## PROBLEM REQUIREMENTS
Transcribe, exactly as they appear, only the lines from the one holding "Each instance of the rear" through the end of the entries below.

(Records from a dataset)
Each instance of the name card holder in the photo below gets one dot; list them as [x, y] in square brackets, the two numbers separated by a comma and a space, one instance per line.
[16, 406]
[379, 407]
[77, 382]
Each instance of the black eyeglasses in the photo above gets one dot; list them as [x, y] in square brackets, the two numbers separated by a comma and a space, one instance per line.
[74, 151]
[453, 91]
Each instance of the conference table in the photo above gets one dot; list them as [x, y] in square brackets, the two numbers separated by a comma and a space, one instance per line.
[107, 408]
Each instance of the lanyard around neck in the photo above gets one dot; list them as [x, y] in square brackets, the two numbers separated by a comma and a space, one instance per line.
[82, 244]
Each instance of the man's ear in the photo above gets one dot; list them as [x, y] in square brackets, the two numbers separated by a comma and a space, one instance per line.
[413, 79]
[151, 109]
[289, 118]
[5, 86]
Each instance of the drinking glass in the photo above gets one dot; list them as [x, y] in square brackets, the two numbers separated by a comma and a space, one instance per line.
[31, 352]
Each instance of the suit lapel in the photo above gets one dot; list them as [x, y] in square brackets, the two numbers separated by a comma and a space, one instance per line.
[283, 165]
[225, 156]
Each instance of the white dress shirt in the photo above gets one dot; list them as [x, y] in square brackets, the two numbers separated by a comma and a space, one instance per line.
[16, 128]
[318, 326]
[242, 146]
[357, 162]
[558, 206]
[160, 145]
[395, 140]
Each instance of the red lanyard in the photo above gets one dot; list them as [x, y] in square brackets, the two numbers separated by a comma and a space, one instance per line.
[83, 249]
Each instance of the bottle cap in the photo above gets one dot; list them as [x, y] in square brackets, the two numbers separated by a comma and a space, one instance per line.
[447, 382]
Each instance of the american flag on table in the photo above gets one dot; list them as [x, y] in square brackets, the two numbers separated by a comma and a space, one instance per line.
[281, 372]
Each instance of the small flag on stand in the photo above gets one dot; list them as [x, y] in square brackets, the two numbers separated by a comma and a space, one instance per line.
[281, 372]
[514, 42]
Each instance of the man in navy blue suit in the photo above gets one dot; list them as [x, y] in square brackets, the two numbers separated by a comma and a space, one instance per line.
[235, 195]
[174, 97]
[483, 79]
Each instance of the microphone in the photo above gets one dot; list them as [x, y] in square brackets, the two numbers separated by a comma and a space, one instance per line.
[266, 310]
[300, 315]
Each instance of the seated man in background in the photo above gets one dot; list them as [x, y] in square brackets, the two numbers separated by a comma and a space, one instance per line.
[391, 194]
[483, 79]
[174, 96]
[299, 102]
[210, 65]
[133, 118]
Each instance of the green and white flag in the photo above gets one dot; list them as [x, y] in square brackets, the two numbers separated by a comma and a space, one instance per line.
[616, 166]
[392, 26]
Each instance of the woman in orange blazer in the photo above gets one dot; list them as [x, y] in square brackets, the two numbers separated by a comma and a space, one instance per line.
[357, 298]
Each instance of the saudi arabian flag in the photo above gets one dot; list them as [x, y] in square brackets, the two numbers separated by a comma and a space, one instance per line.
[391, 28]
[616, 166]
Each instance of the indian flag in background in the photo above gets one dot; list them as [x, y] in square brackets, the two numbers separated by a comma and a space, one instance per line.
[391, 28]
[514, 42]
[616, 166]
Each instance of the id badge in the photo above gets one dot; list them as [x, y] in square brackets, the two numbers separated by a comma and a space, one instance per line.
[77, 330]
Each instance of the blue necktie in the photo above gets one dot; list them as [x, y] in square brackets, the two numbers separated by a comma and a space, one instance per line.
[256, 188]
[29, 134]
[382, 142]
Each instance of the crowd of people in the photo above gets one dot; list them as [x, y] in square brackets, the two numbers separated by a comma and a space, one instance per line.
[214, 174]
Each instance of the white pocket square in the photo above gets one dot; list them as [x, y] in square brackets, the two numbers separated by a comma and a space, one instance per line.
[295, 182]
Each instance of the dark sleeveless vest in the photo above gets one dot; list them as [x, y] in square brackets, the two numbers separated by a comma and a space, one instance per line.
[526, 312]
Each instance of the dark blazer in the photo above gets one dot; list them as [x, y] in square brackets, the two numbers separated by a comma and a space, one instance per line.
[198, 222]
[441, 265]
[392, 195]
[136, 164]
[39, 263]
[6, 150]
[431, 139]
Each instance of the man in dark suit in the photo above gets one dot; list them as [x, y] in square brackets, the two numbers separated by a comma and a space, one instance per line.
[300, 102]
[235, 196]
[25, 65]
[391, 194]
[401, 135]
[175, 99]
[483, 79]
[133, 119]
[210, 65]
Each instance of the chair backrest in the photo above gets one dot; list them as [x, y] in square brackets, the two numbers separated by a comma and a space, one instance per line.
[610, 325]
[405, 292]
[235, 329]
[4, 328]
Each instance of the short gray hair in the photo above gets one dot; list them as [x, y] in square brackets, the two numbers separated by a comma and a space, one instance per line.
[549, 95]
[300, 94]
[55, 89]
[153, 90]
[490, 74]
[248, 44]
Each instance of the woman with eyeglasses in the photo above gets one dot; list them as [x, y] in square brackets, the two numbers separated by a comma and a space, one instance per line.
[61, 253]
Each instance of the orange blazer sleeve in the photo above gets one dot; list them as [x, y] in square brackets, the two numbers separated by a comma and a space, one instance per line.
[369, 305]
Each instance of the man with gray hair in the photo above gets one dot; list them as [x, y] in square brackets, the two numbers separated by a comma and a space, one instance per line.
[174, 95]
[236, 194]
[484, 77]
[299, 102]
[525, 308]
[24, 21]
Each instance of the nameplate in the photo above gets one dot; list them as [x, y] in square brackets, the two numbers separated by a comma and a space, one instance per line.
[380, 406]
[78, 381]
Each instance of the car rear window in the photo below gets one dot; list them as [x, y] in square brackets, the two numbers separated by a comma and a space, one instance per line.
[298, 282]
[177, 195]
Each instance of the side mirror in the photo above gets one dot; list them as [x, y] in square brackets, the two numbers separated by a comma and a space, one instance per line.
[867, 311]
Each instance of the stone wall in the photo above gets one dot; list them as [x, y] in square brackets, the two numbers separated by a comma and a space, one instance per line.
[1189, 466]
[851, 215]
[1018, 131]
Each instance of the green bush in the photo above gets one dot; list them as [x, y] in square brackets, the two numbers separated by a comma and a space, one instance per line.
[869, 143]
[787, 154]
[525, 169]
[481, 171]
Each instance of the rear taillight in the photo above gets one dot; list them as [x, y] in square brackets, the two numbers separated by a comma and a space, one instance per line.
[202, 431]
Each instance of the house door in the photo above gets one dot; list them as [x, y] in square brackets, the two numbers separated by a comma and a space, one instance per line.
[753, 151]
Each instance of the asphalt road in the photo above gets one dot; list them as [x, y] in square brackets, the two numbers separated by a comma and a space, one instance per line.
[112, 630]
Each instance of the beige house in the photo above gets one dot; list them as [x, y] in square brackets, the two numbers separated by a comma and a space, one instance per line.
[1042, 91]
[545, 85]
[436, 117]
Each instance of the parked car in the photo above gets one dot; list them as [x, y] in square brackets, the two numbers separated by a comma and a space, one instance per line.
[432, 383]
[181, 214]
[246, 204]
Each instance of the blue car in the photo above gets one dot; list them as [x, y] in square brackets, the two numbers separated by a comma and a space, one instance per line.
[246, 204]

## ANSWER TO THIS PROBLEM
Each instance of the rear taillight in the photo above gets one dot; list them as [x, y] in square brackets, the two numbers separated by a comma and a space, one instance per line.
[202, 431]
Each instance of the house door in the photo above gets one dot; list them as [x, y] in square brackets, the two numbers separated by a comma and a space, one instance per line.
[753, 151]
Each instance of the asphalt road in the photo above gets one dot; list them as [x, y] in square brackets, the two numbers separated by a comma and a space, one instance per line.
[112, 630]
Each instance of the beige house in the photo above gets one dot; list them as [x, y] in square brackets, the two numbers separated by a comma and a space, one instance per line.
[1042, 91]
[545, 85]
[436, 117]
Each instance of the parked car in the photo above gets one dot; list them as [x, y] in square brackets, the two numbers separated by a comma and a space, one instance per line.
[432, 383]
[181, 214]
[246, 204]
Each instance of the blue car in the photo above gets one dot; list them as [x, y] in square brackets, the two numbers separated by a comma and a space, one instance per line.
[246, 204]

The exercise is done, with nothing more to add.